┌─ Provided data
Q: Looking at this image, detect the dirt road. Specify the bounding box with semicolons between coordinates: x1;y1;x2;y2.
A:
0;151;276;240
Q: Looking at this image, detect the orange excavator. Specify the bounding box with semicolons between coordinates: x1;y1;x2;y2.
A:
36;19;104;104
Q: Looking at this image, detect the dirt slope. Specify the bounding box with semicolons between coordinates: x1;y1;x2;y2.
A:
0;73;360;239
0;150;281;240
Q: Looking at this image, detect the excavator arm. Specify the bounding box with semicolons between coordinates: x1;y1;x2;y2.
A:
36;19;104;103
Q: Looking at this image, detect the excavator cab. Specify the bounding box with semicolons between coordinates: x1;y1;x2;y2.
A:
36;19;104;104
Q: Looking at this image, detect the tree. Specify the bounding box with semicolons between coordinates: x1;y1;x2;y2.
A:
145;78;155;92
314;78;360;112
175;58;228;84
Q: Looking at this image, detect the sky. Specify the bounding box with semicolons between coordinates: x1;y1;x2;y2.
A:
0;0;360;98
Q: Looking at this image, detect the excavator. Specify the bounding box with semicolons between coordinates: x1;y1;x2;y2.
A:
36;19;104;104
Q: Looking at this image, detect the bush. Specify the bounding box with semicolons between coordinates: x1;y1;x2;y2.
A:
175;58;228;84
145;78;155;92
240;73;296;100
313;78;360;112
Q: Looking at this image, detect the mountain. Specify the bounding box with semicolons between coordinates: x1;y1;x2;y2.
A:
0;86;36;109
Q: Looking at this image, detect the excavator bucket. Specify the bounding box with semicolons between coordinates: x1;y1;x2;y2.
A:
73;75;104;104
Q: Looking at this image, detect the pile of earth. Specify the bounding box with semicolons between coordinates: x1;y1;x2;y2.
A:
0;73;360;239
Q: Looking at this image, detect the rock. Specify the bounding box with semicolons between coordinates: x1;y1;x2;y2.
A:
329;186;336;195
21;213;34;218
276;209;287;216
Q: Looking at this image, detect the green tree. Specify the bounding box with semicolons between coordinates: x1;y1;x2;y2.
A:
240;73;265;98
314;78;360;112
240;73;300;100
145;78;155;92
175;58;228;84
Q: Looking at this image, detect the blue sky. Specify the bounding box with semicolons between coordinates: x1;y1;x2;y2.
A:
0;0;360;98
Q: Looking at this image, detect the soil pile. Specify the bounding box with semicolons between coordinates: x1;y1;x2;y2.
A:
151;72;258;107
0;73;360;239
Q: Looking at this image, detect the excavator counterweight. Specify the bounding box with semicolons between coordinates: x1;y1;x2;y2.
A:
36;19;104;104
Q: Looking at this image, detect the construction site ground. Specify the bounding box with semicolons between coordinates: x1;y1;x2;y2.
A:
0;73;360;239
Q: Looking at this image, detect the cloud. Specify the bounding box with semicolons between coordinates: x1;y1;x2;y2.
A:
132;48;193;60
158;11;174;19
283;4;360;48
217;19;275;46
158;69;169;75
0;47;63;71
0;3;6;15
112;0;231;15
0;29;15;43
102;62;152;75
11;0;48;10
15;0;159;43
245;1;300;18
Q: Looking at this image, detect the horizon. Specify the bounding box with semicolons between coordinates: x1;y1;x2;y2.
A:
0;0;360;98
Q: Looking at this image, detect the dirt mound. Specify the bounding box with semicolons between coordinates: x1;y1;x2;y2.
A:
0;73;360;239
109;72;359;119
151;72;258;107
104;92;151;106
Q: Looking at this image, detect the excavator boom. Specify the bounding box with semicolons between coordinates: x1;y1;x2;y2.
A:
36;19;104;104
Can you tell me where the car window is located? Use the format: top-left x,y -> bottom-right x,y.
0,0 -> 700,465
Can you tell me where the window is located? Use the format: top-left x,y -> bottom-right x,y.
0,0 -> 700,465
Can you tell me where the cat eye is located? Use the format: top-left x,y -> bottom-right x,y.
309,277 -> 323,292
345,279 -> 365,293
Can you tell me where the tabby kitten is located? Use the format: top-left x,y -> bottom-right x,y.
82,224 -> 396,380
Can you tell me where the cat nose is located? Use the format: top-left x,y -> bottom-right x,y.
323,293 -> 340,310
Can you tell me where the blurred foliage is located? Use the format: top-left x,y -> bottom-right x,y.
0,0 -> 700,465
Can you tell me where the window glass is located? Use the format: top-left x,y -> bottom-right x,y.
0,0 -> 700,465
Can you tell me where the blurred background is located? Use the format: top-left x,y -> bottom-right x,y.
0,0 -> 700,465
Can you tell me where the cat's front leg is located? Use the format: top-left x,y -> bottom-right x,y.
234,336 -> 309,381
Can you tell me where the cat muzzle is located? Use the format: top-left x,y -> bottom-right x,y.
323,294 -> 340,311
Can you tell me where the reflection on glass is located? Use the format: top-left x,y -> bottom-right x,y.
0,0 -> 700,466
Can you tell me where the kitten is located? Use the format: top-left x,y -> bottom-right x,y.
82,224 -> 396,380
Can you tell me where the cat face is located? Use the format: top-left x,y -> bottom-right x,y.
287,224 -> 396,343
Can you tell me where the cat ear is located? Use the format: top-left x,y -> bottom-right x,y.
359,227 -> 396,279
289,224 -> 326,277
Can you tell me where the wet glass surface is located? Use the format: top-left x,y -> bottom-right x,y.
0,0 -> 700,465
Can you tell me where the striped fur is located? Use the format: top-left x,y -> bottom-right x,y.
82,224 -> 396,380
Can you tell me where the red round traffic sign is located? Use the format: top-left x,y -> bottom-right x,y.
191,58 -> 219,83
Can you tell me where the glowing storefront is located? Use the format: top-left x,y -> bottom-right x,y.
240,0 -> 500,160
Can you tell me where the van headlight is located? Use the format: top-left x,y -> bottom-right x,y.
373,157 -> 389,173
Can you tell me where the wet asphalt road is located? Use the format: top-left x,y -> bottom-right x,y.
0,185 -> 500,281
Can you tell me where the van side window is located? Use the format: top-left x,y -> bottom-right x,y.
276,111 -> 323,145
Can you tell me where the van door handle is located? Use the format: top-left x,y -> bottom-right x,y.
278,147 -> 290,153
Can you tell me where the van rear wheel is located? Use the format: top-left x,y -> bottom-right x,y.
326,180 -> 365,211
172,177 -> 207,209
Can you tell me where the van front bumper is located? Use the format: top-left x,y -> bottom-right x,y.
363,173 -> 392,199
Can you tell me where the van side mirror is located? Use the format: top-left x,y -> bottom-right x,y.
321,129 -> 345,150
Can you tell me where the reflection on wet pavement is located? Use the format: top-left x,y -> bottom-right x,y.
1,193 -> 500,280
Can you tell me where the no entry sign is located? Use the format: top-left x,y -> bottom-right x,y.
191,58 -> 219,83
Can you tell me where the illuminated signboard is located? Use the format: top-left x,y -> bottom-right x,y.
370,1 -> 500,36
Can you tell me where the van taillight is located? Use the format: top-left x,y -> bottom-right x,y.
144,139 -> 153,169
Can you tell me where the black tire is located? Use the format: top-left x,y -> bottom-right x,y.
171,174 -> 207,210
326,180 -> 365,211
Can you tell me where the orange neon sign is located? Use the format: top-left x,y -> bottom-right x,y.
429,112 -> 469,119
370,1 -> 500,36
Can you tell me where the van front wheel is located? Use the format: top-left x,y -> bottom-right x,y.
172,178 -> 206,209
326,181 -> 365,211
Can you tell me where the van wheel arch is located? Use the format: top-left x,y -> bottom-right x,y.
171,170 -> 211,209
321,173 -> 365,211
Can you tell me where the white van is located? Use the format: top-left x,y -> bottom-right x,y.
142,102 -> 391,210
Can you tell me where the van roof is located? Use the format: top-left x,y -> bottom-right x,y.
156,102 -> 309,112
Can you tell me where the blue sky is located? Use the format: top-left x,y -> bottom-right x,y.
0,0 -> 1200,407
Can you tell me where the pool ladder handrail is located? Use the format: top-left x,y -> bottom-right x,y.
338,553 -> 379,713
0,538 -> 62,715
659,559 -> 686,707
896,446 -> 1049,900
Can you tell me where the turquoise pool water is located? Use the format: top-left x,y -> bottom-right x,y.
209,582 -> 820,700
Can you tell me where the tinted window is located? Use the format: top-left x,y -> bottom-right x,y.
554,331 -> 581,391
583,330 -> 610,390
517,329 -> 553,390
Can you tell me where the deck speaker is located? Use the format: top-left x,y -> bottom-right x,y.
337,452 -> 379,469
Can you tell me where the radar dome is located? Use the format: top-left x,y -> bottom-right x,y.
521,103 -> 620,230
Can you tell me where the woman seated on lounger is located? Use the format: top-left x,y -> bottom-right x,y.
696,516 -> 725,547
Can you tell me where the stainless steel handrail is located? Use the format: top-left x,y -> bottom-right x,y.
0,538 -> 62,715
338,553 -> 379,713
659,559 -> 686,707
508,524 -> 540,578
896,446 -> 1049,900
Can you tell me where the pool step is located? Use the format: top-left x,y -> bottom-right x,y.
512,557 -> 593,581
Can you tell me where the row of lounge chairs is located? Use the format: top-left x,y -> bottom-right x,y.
└─
* [What the task requires]:
Copy the data above word for word, from its very beginning down to and including the line that contains "313;78;360;112".

* [Result]:
Q: Looking at this image, detect the dirt road. Specify the bounding box with semicolons between coordinates: x1;y1;x2;y2.
A:
0;151;276;240
Q: Looking at this image, detect the orange excavator. Specify the bounding box with semicolons between coordinates: x1;y1;x2;y2.
A:
36;19;104;104
Q: Looking at this image, detect the dirt slope. Specify the bounding box with semicolons between coordinates: x1;y1;x2;y2.
A:
0;73;360;239
0;150;281;240
Q: Looking at this image, detect the excavator arm. Specify the bounding box with semicolons between coordinates: x1;y1;x2;y2.
A:
36;19;104;103
Q: Looking at this image, detect the excavator cab. Specify the bounding box with semicolons between coordinates: x1;y1;x2;y2.
A:
36;19;104;104
Q: Looking at this image, detect the tree. Specify the bounding box with semicolons between coordinates: x1;y1;x2;y2.
A:
145;78;155;92
314;78;360;112
175;58;228;84
Q: Looking at this image, detect the sky. Specify the bounding box with semicolons between coordinates: x1;y1;x2;y2.
A:
0;0;360;98
Q: Looking at this image, detect the excavator. Specify the bounding box with semicolons between coordinates: x1;y1;x2;y2.
A:
36;19;104;104
Q: Looking at this image, detect the bush. Specify the bounding box with semicolons between coordinates: x1;y1;x2;y2.
A:
175;58;228;84
145;78;155;92
240;73;296;100
313;78;360;112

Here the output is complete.